▶ **Stated problem 1**: List every line in the entries that contains the word "horizon".
───── Reading passage ─────
Singh v Friedman [No 3]

Case

[2016] WASC 308

23 SEPTEMBER 2016

No judgment structure available for this case.

SINGH -v- FRIEDMAN [No 3] [2016] WASC 308



SUPREME COURT OF WESTERN AUSTRALIACitation No:[2016] WASC 308
Case No:CIV:2183/2011ON THE PAPERS
Coram:ALLANSON J23/09/16
9Judgment Part:1 of 1
Result: Application granted in part
Orders for further and better discovery made
B
PDF Version
Parties:SUKHWANT SINGH
NEVILLE FRIEDMAN
JEFFREY SOMAH LURIE

Catchwords:

Practice and procedure
Discovery by categories
Further and better discovery
Turns on own facts

Legislation:

Nil

Case References:

Singh v Friedman [2013] WASC 78
Singh v Friedman [No 2] [2016] WASC 39
Stanley v Layne Christensen Company [2004] WASCA 50


JURISDICTION : SUPREME COURT OF WESTERN AUSTRALIA
    IN CHAMBERS
CITATION : SINGH -v- FRIEDMAN [No 3] [2016] WASC 308 CORAM : ALLANSON J HEARD : ON THE PAPERS DELIVERED : 23 SEPTEMBER 2016 FILE NO/S : CIV 2183 of 2011
    Consolidated by Orders dated 24 May 2012
BETWEEN : SUKHWANT SINGH
    Plaintiff

    AND

    NEVILLE FRIEDMAN
    First Defendant

    JEFFREY SOMAH LURIE
    Second Defendant
FILE NO/S : CIV 1476 of 2012 BETWEEN : SUKHWANT SINGH
    Plaintiff

    AND

    NEVILLE FRIEDMAN
    First Defendant

    JEFFREY SOMAH LURIE
    Second Defendant

Catchwords:

Practice and procedure - Discovery by categories - Further and better discovery - Turns on own facts

Legislation:

Nil

Result:

Application granted in part


Orders for further and better discovery made

Category: B


Representation:

CIV 2183 of 2011

Consolidated by Orders dated 24 May 2012

Counsel:


    Plaintiff : No appearance
    First Defendant : No appearance
    Second Defendant : No appearance

Solicitors:

    Plaintiff : Bennett + Co
    First Defendant : Douglas Cheveralls Lawyers
    Second Defendant : Douglas Cheveralls Lawyers

CIV 1476 of 2012

Counsel:


    Plaintiff : No appearance
    First Defendant : No appearance
    Second Defendant : No appearance

Solicitors:

    Plaintiff : Bennett + Co
    First Defendant : Hotchkin Hanly Lawyers
    Second Defendant : Hotchkin Hanly Lawyers


Case(s) referred to in judgment(s):

Singh v Friedman [2013] WASC 78
Singh v Friedman [No 2] [2016] WASC 39
Stanley v Layne Christensen Company [2004] WASCA 50



1 ALLANSON J: In a postscript to a judgment delivered on 24 April 2012, McKechnie J said of this action:

    Mr Singh, Mr Friedman and Mr Lurie should know better than most, the cost and perils of litigation. Stripped of its legal intricacies and possibilities for relief, the substantive action is simply about a sum of money. The parties would be wise to negotiate a solution which will leave all of them free to resume concentration on their practice and their clients.
───── Extracted records ─────
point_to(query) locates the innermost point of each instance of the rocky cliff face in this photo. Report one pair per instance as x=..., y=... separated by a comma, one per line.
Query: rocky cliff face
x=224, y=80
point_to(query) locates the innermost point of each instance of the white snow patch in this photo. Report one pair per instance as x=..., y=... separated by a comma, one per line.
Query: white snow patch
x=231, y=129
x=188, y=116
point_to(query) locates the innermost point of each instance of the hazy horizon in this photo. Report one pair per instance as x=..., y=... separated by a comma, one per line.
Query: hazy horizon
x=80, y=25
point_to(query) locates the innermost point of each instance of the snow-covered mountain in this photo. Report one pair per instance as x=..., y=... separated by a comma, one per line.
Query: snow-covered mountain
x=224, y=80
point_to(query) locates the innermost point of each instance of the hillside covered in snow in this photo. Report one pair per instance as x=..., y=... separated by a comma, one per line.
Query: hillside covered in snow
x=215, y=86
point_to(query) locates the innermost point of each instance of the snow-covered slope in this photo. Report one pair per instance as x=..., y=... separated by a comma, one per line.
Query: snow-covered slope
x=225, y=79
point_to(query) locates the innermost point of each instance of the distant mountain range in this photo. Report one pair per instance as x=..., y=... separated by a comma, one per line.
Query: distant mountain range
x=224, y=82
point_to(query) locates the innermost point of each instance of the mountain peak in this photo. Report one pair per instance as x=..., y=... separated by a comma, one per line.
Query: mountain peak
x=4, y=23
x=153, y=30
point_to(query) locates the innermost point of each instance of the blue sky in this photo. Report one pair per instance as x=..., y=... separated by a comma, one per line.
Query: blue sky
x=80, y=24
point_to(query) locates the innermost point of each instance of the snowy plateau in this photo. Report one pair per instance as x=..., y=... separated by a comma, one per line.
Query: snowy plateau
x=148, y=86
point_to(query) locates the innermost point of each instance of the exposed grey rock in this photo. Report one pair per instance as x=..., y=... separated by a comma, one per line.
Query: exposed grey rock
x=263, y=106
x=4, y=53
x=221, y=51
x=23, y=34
─────
▶ **Stated problem 2**: According to the court judgment, which firm acted as solicitors for the plaintiff?

▶ **Response 1**:
point_to(query) locates the innermost point of each instance of the hazy horizon in this photo. Report one pair per instance as x=..., y=... separated by a comma, one per line.
Query: hazy horizon

▶ **Response 2**: Bennett + Co